## DOCUMENT SOURCE
____________
LE MHO = UNE RÉALITÉ ?
Une fois tous les biais possibles exclus, il semble malgré tout que le pronostic du sujet MHO soit meilleur que celui du sujet MUHO. Plusieurs mécanismes pourraient l’expliquer.
Une première hypothèse est basée sur la distribution du tissu adipeux. En effet, si la localisation est préférentiellement sous-cutanée, en particulier au niveau de la région glutéo-femorale, le risque cardiovasculaire est clairement moindre (37). Ceci s’explique notamment par la sécrétion préférentielle d’adipokines anti-inflammatoires (adiponectine) mais aussi le caractère peu inflammatoire de ce dépôt adipeux ainsi que par sa grande capacité d’adipogenèse (38). Cette capacité d’expansion liée à l’hyperplasie de ce tissu adipeux limite l’accumulation ectopique de graisses, notamment dans le foie (39) et le muscle, voire dans les régions épicardique et périvasculaire (4). Cette expansion du tissu adipeux sous-cutané semble liée à la plasticité de sa matrice extracellulaire et sa capacité d’angiogenèse. La nature et la localisation du tissu adipeux paraît ainsi plus importante que sa quantité dans la détermination du risque cardiovasculaire. Cette notion est déjà bien documentée. Ainsi, les glitazones améliorent la sensibilité à l‘insuline alors qu’elles augmentent la masse grasse périphérique, en particulier la quantité de petits adipocytes sous-cutanés (40). A l’inverse, l’absence de tissu adipeux sous-cutané, rencontrée dans certaines formes de lipodystrophie généralisée, est associée à une résistance à l’insuline. C’est donc l’accumulation d’adipocytes hypertrophiques avec infiltration de macrophages et sécrétion d’adipokines pro-inflammatoires qui serait associée à un risque cardiovasculaire accru. Les mécanismes qui déterminent la distribution du tissu adipeux sont encore mal connus (hormones sexuelles, glucocorticoïdes, génétique et épigénétique) (41). Plusieurs modèles animaux sont venus démontrer l’effet protecteur de la capacité d’expansion du tissu adipeux sous-cutané sur le profil métabolique (5). Ainsi, les souris génétiquement obèses ob/ob qui surexpriment le gène de l’adiponectine restent sensibles à l’insuline malgré une adiposité extrême (42). Ceci est expliqué par une augmentation du tissu adipeux sous-cutané et une faible accumulation ectopique (foie et muscle). Cet effet protecteur a également été mis en évidence dans d’autres modèles animaux (43). Tous ces modèles animaux de MHO se caractérisent par une augmentation de tissu adipeux non-viscéral, un profil favorable d’adipokines et une faible accumulation de graisse dans le foie.
____________
(Enregistrements issus d'une collection)
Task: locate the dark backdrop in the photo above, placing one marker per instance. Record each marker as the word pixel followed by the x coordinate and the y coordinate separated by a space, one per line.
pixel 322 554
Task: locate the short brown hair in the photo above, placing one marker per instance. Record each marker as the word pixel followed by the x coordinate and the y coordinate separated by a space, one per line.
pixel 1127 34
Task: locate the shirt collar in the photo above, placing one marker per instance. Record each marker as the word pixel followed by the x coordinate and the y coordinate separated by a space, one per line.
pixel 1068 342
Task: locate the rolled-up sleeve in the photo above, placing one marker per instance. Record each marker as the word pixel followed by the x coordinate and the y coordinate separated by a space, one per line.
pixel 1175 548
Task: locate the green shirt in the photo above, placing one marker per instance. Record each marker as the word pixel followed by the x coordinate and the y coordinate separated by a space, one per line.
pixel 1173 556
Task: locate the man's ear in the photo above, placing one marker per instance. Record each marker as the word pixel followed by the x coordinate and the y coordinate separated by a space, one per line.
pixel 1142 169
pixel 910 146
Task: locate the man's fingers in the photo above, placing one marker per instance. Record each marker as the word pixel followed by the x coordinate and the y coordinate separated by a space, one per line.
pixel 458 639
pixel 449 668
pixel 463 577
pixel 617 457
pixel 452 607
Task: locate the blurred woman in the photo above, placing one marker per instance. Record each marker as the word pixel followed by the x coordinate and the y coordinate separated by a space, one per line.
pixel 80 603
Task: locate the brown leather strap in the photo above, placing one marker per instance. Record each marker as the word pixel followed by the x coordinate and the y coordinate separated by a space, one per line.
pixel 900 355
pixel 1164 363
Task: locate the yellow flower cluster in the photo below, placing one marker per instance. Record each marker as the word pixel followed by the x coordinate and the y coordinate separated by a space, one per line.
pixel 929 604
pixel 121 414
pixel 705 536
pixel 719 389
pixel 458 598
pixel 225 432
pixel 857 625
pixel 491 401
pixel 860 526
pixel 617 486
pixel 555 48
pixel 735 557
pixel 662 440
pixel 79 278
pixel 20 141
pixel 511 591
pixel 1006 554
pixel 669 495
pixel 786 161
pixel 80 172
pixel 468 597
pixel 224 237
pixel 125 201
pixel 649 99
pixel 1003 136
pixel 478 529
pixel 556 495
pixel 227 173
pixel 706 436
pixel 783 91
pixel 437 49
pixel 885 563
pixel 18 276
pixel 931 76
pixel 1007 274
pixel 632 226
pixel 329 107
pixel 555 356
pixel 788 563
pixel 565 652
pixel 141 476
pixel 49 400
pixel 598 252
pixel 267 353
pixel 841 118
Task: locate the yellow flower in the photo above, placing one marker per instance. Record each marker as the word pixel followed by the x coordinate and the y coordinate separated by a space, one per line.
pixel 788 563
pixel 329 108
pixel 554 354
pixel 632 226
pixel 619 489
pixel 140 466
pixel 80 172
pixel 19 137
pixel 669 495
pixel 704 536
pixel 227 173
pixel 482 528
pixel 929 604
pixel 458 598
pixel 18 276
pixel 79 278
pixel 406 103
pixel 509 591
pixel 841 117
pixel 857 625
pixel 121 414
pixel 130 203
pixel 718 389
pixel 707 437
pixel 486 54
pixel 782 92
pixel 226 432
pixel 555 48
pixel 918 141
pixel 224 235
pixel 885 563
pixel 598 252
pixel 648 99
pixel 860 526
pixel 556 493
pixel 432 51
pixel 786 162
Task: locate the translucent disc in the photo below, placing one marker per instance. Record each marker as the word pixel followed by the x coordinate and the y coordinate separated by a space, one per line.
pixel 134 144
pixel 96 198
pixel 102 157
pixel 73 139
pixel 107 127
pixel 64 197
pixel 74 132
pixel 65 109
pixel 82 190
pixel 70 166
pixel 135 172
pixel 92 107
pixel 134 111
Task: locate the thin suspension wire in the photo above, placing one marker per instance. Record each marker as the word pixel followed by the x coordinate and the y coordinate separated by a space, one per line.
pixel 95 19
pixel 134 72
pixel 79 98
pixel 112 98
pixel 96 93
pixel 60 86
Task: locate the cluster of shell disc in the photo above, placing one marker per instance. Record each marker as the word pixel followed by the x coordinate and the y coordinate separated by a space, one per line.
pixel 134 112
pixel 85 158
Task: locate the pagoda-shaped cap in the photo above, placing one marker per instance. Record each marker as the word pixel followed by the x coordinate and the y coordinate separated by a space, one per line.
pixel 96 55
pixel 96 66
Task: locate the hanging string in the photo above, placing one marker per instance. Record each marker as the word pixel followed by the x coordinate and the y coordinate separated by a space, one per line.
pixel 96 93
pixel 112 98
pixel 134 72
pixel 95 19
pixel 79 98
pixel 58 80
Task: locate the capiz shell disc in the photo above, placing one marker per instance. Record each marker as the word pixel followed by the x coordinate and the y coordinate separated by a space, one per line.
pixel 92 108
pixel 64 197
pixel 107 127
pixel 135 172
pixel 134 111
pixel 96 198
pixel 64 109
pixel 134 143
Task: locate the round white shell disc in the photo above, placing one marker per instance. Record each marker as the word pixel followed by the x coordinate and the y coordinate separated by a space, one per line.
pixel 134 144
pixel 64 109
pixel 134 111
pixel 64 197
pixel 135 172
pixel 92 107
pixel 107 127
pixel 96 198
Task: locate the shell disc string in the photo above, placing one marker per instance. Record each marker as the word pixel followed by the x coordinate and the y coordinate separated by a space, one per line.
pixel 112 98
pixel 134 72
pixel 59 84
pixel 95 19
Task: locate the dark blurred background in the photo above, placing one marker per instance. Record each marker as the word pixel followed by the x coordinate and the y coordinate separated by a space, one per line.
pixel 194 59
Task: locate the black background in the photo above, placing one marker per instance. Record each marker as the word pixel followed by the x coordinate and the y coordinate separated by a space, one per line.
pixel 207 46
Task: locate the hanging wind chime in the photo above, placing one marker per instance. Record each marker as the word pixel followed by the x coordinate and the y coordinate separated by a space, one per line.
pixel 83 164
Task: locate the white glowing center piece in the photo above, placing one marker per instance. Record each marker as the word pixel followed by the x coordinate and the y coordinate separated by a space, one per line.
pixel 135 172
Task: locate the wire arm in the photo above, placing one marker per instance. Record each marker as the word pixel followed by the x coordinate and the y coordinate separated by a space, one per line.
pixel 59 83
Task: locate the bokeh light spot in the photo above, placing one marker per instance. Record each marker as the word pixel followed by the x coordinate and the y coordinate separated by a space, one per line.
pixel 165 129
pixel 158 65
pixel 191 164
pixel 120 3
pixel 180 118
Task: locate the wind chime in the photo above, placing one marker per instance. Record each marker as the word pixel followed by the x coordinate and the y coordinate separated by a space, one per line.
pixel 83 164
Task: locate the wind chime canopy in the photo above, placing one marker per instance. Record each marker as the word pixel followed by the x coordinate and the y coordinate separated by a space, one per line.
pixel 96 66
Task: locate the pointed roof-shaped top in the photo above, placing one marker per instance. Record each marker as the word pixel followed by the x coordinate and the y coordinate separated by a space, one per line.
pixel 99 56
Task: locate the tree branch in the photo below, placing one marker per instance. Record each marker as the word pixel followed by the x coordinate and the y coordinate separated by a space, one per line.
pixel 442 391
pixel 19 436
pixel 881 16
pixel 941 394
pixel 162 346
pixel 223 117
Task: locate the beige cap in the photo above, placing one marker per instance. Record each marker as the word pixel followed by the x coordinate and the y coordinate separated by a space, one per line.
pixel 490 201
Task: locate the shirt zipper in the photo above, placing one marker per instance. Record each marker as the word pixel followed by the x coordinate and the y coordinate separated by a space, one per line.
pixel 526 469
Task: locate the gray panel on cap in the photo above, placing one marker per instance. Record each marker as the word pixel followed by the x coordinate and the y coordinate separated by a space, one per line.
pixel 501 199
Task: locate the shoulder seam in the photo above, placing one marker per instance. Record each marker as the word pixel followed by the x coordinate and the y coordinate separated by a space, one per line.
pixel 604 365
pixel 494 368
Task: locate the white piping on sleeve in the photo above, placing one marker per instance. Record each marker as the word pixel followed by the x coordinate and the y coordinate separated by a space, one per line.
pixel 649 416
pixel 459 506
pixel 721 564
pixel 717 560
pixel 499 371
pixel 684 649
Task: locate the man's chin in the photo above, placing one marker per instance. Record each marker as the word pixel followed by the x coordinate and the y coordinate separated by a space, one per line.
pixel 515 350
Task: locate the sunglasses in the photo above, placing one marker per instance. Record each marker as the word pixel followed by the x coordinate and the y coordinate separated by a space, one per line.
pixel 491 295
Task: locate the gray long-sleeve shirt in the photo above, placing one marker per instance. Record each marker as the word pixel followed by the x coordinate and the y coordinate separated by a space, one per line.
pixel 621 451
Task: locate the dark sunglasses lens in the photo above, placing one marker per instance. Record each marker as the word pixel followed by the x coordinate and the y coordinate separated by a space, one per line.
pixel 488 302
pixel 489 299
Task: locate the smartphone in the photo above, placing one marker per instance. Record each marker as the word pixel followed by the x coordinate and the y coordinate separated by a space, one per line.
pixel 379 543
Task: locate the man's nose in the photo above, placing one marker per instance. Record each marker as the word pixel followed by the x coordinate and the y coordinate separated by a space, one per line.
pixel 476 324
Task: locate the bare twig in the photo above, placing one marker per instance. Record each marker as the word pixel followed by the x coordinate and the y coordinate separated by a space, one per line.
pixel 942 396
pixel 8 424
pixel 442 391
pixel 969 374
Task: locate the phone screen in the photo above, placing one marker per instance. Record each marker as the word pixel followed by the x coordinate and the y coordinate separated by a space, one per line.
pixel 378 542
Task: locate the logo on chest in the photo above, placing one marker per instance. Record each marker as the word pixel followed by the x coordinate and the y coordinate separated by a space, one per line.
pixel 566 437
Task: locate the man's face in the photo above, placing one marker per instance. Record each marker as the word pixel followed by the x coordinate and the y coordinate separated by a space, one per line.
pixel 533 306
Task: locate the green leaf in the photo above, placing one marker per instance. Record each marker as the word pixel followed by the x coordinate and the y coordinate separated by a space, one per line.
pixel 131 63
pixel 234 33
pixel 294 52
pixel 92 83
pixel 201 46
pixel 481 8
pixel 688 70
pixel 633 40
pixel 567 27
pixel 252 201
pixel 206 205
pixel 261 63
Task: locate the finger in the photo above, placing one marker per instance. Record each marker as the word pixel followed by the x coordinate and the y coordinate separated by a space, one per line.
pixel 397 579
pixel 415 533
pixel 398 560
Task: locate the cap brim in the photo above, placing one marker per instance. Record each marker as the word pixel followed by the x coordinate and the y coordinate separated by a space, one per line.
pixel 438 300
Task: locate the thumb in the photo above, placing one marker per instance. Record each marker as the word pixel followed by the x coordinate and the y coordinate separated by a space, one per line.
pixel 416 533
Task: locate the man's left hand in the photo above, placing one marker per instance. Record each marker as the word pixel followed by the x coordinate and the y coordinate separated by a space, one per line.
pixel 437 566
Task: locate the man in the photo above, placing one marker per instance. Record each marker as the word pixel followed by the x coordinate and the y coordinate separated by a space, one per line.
____________
## TRAVAIL À RÉALISER
Pouvez-vous recopier à l'identique le passage du document source qui commence à « LE MHO = UNE » et se termine à « mécanismes pourraient l’expliquer. » ?

## RÉSULTAT DE L'EXERCICE
LE MHO = UNE RÉALITÉ ?
Une fois tous les biais possibles exclus, il semble malgré tout que le pronostic du sujet MHO soit meilleur que celui du sujet MUHO. Plusieurs mécanismes pourraient l’expliquer.